Do this:
Identify the line that contains "Would you be so kind as to point out the wrought" in the material. Output it and every line after it, unchanged, through the end.

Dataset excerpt

_ _ _ _

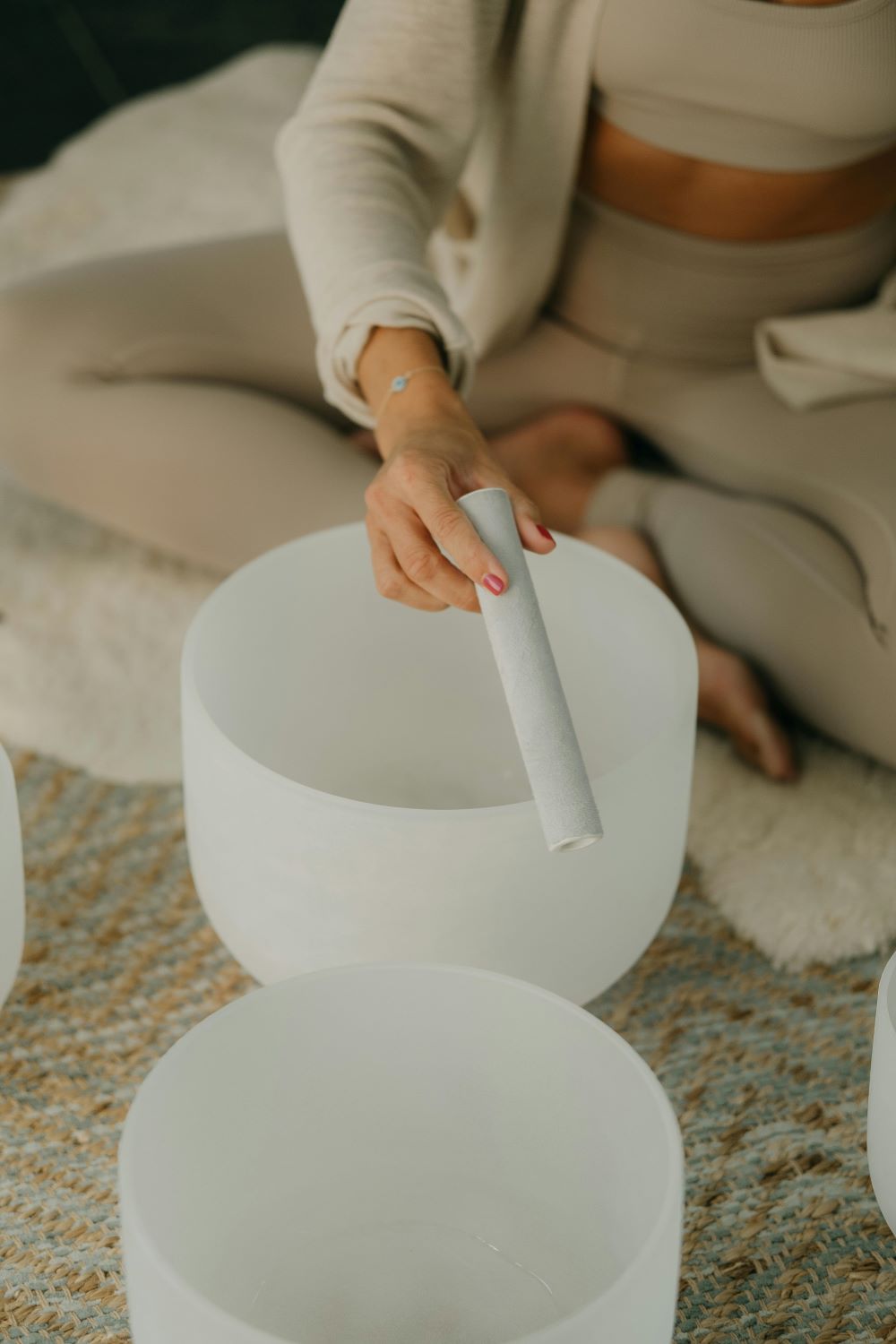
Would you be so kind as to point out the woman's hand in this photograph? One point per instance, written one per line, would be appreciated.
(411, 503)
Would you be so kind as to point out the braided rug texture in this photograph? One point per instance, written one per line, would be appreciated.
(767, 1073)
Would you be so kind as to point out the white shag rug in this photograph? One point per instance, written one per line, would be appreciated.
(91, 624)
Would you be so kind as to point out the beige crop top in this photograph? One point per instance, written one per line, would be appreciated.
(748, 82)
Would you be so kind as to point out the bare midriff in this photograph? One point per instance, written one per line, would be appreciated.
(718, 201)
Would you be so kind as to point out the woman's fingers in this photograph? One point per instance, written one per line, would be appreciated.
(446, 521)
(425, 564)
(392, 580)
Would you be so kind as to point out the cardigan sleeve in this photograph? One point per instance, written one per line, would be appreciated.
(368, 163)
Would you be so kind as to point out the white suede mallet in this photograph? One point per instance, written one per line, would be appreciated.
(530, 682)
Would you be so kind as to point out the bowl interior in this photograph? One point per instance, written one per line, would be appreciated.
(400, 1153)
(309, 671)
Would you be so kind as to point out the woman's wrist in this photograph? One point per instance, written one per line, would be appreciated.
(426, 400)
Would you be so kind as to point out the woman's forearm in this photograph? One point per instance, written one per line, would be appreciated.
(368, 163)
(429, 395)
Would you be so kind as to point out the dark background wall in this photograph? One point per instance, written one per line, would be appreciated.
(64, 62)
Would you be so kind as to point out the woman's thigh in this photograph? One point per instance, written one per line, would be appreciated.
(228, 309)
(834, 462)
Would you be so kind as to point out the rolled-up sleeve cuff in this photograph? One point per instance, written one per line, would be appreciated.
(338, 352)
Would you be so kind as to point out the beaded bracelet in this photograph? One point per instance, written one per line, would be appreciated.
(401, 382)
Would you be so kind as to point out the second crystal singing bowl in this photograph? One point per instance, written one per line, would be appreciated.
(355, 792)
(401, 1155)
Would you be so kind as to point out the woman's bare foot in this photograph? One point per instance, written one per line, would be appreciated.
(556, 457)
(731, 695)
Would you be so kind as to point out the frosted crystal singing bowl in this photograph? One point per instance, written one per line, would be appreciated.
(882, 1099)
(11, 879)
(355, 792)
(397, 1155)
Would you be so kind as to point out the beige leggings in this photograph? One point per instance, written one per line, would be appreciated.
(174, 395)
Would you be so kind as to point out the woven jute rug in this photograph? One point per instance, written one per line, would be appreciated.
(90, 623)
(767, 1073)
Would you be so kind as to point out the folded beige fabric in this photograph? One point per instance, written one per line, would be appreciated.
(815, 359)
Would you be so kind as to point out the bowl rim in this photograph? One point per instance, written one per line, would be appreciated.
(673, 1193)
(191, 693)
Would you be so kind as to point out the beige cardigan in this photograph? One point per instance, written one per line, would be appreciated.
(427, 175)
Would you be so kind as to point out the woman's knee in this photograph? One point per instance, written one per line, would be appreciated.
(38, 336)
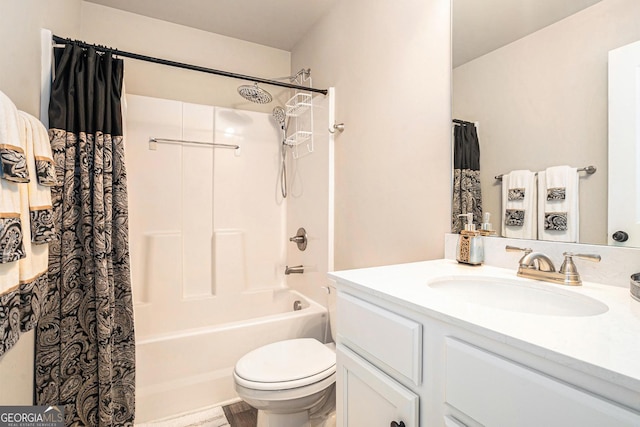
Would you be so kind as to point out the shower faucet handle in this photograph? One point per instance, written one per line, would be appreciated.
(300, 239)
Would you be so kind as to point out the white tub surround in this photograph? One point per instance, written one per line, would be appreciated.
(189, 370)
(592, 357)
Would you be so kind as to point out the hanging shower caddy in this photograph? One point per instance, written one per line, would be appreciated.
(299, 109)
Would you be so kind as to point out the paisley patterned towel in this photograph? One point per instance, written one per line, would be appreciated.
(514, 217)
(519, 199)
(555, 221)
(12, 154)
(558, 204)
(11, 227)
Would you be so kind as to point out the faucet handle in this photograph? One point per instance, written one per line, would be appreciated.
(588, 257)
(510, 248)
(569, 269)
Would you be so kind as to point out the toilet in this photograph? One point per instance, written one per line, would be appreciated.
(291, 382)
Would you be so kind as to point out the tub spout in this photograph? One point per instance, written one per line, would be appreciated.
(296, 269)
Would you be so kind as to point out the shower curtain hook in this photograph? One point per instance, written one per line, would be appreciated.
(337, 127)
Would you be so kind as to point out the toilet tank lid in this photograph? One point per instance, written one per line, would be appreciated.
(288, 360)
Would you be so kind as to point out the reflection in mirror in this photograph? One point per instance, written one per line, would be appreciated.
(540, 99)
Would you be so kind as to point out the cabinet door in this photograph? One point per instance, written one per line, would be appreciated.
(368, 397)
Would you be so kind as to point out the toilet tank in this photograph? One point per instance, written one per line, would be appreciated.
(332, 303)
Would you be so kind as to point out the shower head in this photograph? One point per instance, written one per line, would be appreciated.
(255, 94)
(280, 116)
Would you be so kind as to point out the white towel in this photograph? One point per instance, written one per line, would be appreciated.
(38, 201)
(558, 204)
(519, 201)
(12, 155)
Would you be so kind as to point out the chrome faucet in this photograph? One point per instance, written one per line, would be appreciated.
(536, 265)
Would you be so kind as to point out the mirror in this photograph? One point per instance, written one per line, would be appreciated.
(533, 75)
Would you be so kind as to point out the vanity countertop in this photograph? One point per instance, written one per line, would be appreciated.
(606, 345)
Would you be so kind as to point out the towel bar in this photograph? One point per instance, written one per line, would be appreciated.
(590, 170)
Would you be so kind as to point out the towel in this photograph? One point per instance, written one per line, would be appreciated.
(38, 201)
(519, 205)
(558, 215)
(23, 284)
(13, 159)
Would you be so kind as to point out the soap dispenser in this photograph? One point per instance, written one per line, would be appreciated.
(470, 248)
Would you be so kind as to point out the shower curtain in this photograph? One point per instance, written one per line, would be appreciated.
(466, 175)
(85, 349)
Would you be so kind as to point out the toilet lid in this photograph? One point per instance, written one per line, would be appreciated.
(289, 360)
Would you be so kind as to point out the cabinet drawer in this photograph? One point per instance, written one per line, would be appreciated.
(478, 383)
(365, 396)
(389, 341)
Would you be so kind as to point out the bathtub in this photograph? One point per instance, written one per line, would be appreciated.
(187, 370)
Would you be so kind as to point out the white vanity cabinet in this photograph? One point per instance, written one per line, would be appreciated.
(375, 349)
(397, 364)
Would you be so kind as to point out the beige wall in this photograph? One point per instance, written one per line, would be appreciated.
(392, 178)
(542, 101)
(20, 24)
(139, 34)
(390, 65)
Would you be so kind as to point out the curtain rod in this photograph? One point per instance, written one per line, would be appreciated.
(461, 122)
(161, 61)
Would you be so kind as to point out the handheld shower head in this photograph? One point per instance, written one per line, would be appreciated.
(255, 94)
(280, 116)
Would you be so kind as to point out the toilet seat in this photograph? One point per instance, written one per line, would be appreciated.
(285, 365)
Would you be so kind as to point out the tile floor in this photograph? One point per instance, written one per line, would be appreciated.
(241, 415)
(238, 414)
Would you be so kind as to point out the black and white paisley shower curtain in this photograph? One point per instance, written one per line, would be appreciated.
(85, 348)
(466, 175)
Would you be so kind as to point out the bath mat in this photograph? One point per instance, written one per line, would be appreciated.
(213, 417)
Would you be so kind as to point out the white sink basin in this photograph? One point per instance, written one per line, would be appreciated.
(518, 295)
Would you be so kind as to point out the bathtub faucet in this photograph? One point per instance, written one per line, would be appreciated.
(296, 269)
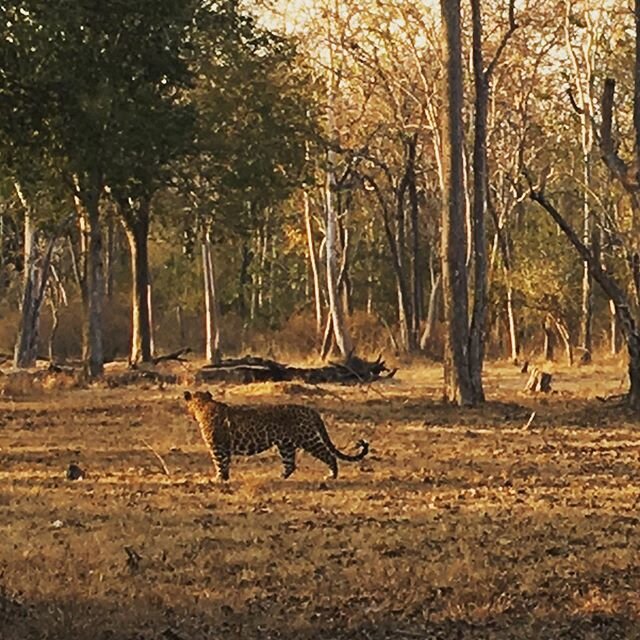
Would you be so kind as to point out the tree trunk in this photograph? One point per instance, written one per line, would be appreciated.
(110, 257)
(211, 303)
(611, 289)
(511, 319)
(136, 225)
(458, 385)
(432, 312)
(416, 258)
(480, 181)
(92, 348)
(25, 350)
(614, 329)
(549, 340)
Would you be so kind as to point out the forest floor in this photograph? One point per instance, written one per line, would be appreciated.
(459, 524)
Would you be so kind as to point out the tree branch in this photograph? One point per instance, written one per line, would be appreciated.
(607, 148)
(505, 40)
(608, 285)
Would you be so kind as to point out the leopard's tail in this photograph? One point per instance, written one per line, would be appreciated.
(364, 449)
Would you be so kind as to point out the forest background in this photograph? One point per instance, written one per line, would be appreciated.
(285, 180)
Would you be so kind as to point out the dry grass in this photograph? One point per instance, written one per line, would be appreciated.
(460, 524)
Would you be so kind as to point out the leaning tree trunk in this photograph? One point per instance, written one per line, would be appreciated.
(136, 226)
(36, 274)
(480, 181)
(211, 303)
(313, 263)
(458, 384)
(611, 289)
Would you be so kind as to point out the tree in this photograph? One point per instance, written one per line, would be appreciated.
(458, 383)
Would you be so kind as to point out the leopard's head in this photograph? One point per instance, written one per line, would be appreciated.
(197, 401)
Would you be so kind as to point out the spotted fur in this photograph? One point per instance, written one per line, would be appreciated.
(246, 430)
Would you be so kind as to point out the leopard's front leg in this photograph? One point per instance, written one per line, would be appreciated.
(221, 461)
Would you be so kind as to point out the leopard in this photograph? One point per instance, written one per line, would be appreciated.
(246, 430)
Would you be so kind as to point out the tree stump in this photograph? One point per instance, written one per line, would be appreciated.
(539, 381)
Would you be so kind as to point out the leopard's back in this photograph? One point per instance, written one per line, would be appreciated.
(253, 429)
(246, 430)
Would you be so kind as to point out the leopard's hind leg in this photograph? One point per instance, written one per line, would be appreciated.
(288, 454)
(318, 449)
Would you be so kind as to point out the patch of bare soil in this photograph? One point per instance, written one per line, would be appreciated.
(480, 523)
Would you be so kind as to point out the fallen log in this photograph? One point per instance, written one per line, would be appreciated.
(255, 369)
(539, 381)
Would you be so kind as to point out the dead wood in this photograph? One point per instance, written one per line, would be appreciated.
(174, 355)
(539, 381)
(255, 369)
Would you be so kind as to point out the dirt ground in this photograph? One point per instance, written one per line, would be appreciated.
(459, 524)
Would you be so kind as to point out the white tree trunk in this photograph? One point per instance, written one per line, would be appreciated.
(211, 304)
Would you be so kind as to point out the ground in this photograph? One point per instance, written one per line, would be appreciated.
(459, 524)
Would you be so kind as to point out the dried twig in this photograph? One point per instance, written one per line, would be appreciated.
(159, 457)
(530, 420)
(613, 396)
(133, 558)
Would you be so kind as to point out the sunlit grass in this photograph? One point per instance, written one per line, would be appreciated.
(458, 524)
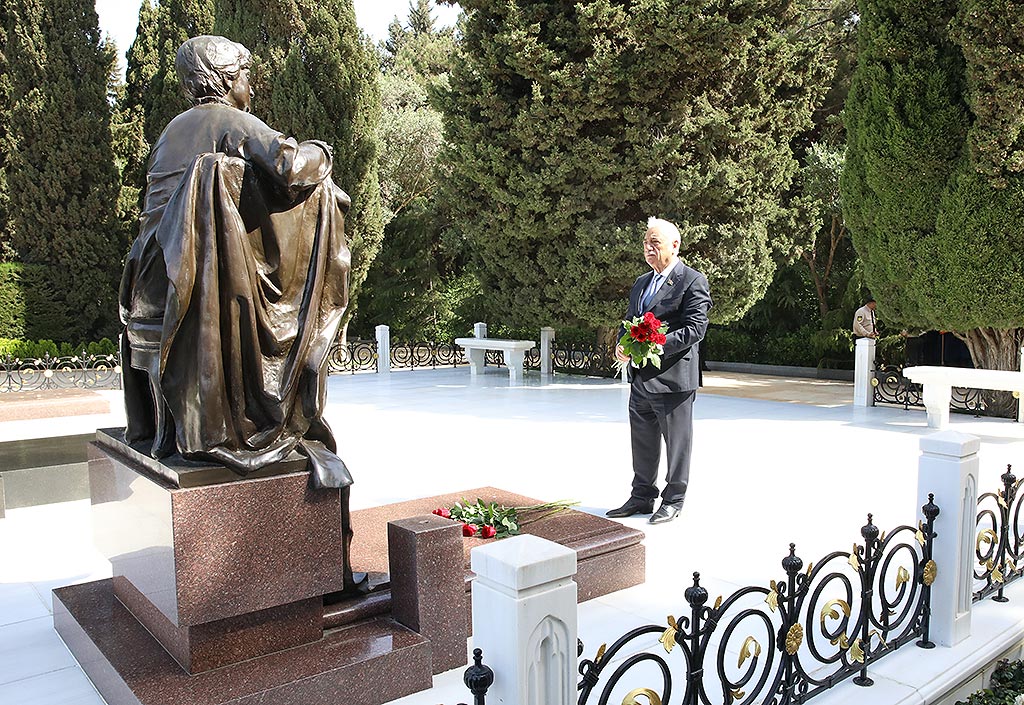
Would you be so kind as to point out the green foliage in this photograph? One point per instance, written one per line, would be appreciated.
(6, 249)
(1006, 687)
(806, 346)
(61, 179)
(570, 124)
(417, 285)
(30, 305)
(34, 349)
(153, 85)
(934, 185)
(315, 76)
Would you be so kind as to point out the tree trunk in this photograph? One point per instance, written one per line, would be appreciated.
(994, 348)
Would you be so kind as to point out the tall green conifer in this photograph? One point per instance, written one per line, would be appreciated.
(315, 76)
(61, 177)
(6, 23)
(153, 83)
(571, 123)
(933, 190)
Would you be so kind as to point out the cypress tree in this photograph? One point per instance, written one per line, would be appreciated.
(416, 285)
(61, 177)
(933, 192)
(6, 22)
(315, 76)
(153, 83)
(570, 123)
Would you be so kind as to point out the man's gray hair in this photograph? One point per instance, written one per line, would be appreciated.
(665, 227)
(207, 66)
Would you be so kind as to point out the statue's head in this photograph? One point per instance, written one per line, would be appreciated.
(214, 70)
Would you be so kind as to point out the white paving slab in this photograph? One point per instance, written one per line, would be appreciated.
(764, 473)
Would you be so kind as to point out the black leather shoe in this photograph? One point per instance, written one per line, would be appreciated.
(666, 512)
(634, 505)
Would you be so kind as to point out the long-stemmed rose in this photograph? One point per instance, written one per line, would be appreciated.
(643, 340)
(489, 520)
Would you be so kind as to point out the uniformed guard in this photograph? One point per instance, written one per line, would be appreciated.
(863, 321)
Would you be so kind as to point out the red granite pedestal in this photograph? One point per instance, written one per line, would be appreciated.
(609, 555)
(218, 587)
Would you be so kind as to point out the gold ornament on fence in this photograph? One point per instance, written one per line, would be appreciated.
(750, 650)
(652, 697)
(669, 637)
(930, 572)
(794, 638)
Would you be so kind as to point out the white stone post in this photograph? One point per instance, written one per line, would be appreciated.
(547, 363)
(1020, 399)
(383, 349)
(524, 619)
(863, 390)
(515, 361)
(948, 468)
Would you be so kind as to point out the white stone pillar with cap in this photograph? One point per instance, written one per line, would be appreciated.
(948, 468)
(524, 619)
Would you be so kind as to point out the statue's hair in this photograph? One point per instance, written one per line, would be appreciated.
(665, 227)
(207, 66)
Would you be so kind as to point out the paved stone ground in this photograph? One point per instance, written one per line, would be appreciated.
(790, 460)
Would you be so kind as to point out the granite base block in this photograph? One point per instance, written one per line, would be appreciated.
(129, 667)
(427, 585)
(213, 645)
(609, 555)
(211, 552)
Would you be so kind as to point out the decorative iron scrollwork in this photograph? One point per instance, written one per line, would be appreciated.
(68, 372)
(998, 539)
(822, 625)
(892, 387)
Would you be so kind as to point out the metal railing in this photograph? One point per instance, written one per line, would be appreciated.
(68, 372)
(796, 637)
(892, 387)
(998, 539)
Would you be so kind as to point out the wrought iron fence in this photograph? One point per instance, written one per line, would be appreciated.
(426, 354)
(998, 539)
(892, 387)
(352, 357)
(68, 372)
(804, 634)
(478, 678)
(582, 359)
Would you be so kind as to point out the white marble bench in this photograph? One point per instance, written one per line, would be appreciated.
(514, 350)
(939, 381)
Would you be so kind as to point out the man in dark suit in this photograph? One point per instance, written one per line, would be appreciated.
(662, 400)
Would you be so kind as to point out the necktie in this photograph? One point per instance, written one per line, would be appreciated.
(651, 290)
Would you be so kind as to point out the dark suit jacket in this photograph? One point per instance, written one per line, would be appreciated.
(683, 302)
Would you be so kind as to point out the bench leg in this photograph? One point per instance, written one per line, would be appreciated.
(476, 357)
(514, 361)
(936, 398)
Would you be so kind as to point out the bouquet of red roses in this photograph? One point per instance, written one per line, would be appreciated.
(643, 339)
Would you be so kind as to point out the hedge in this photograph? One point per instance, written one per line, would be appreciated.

_ _ _ _

Written solution:
Would you be so kind as to point out the wrought iron fence in this photograph? One point per instance, written one per line, would be appreciated.
(426, 354)
(998, 539)
(892, 387)
(352, 357)
(68, 372)
(804, 634)
(478, 678)
(582, 359)
Would you be so kind as to point out the white marble bench in this photograph? One point per instance, written one per line, would be appreciated.
(514, 350)
(939, 381)
Would you be so kind as to point out the man in dark suit in this photograph? One point per instance, written one per line, would be appreciated.
(662, 400)
Would you be so kind as to point out the necktie in this photograph? One point per instance, written one per line, would be appreciated.
(651, 290)
Would you be so kind as to point out the dark suit jacket in this photograph? One point per instance, written one per line, would be appreciated.
(683, 302)
Would you be so kind as to point out the bench leg in this photograph? One point per instance, written one per line, would be appreciated.
(476, 357)
(514, 361)
(936, 398)
Would you be so kind as to point out the bouquet of red roses in this photograph? One point per instance, written one per line, would be appreciated.
(643, 339)
Would you be so kind as to point out the hedge in this photograph? One point per instance, written one per line, would be appreciated.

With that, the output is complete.